Please extract each line from the entries below that contains the string "mural".

Data to use.
______________________________

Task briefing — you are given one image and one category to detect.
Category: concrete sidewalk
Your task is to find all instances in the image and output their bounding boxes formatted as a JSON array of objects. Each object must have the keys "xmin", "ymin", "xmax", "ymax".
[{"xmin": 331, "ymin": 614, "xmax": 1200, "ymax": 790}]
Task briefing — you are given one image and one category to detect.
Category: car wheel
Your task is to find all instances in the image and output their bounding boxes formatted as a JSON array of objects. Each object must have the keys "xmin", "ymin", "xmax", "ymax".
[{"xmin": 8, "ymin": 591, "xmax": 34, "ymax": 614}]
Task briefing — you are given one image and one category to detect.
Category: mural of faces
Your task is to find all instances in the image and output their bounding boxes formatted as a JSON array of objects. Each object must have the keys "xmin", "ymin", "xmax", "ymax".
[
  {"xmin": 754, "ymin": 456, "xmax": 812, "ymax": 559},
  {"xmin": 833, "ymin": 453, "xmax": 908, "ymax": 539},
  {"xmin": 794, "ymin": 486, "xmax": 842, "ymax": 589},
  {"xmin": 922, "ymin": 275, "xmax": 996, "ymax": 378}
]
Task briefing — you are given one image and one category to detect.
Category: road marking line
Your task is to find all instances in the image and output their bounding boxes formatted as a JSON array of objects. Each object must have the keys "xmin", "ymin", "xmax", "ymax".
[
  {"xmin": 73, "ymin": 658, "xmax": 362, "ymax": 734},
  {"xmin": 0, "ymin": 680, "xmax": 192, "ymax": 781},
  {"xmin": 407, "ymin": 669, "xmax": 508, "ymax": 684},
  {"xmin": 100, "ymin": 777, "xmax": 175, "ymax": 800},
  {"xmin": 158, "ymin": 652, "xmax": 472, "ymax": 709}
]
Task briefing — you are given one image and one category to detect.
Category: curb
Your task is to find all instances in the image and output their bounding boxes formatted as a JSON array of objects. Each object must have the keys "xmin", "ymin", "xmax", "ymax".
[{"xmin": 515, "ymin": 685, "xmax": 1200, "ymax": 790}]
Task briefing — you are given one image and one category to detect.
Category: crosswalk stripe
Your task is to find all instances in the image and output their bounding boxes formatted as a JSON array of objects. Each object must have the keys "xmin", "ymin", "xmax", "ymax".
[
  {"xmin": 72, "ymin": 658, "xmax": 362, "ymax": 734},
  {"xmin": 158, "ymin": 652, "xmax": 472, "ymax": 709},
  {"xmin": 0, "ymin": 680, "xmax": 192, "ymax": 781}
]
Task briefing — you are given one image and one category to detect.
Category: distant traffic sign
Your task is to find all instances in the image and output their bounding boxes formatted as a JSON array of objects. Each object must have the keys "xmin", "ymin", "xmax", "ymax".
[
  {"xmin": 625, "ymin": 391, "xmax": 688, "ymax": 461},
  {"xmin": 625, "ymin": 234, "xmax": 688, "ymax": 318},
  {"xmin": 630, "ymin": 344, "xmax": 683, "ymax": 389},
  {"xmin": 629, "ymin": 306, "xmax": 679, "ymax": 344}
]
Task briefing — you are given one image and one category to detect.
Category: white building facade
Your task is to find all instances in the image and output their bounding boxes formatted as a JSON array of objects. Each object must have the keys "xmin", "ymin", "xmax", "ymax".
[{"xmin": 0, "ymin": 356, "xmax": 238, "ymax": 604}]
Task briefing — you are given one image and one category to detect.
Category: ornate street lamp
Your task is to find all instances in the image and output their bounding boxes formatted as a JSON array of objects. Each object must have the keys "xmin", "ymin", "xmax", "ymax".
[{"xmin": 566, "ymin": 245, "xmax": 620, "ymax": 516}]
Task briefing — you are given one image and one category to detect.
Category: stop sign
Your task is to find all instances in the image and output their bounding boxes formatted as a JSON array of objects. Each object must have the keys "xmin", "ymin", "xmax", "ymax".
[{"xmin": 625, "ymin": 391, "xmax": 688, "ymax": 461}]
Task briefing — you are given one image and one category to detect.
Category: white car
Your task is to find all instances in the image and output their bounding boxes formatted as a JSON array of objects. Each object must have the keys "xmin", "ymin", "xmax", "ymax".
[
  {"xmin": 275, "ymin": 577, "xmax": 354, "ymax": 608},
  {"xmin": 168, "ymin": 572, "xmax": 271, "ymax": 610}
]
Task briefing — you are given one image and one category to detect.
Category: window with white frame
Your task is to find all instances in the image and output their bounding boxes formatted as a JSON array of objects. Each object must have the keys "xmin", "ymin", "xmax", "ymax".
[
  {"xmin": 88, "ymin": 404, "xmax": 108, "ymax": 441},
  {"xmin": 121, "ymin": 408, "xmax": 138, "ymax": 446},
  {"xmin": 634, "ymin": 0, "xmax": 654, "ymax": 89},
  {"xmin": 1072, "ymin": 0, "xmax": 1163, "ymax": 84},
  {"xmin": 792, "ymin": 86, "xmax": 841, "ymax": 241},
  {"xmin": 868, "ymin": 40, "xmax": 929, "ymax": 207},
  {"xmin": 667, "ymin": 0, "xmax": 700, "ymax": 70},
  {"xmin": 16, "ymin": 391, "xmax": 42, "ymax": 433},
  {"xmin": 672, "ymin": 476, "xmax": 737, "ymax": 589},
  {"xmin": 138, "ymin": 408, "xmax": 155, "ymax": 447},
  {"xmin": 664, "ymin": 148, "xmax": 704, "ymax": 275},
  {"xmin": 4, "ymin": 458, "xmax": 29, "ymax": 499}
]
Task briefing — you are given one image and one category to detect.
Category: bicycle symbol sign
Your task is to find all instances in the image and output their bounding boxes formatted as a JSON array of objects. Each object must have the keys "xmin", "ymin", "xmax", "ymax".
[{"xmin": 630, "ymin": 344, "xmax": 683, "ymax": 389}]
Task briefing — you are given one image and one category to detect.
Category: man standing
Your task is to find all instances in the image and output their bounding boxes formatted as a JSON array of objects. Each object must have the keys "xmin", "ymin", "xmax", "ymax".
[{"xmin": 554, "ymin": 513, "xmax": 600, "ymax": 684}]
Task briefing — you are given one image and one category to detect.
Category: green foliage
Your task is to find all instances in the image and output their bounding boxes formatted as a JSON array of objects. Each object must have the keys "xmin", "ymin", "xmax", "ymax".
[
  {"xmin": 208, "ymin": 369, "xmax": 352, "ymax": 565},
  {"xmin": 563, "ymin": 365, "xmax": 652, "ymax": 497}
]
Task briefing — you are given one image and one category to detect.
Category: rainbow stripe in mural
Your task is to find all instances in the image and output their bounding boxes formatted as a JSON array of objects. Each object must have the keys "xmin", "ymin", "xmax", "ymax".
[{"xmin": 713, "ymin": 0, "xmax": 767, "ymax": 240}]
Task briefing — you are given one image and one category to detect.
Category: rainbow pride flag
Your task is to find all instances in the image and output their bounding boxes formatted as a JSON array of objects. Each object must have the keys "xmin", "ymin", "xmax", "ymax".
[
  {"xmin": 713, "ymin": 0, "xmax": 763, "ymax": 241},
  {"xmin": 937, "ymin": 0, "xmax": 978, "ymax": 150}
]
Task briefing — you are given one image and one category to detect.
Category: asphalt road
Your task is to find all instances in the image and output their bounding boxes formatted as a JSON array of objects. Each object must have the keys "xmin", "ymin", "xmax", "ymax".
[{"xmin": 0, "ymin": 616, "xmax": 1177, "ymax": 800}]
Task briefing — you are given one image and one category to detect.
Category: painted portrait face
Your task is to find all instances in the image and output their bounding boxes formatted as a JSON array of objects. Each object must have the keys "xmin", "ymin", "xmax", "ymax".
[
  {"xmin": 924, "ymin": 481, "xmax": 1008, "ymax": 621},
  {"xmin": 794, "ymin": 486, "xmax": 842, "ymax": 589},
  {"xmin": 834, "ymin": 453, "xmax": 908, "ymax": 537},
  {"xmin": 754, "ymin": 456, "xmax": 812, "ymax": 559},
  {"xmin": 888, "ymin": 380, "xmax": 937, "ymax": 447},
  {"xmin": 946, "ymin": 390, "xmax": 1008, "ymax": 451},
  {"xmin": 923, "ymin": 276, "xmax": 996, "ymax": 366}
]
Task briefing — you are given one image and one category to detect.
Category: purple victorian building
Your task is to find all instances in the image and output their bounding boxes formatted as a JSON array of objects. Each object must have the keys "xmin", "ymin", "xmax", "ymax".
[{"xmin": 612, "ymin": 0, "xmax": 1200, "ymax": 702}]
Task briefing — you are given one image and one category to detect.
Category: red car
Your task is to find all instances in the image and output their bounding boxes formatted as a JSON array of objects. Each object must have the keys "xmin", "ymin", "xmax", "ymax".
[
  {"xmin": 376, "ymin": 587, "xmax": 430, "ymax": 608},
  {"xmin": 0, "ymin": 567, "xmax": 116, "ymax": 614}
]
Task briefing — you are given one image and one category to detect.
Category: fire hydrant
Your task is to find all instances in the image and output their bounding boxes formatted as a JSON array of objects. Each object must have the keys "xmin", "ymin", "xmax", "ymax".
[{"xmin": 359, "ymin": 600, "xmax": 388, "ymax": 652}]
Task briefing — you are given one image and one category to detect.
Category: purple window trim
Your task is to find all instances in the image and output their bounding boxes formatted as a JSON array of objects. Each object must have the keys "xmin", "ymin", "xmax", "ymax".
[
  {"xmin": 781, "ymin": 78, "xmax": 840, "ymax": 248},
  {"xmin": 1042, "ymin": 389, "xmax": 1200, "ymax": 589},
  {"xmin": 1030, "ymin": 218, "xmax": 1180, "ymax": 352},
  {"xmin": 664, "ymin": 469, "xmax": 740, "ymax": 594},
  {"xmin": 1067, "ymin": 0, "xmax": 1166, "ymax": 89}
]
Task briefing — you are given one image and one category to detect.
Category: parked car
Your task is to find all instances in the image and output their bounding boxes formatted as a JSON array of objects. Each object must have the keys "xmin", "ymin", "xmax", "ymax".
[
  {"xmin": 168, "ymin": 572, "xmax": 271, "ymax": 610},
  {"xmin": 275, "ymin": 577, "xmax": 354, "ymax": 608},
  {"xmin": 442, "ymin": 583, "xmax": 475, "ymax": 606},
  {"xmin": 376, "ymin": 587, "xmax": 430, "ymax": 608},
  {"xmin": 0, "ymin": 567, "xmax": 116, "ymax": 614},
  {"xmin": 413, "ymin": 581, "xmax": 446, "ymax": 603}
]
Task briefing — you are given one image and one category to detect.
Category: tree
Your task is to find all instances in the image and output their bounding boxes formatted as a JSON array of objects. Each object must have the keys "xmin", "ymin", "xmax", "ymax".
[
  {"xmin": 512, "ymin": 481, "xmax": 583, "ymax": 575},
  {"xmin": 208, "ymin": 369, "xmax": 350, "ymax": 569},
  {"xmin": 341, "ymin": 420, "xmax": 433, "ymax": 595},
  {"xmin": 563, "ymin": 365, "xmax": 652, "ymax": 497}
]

______________________________

Complete response.
Category: mural of faces
Category: rainbow stripe in mural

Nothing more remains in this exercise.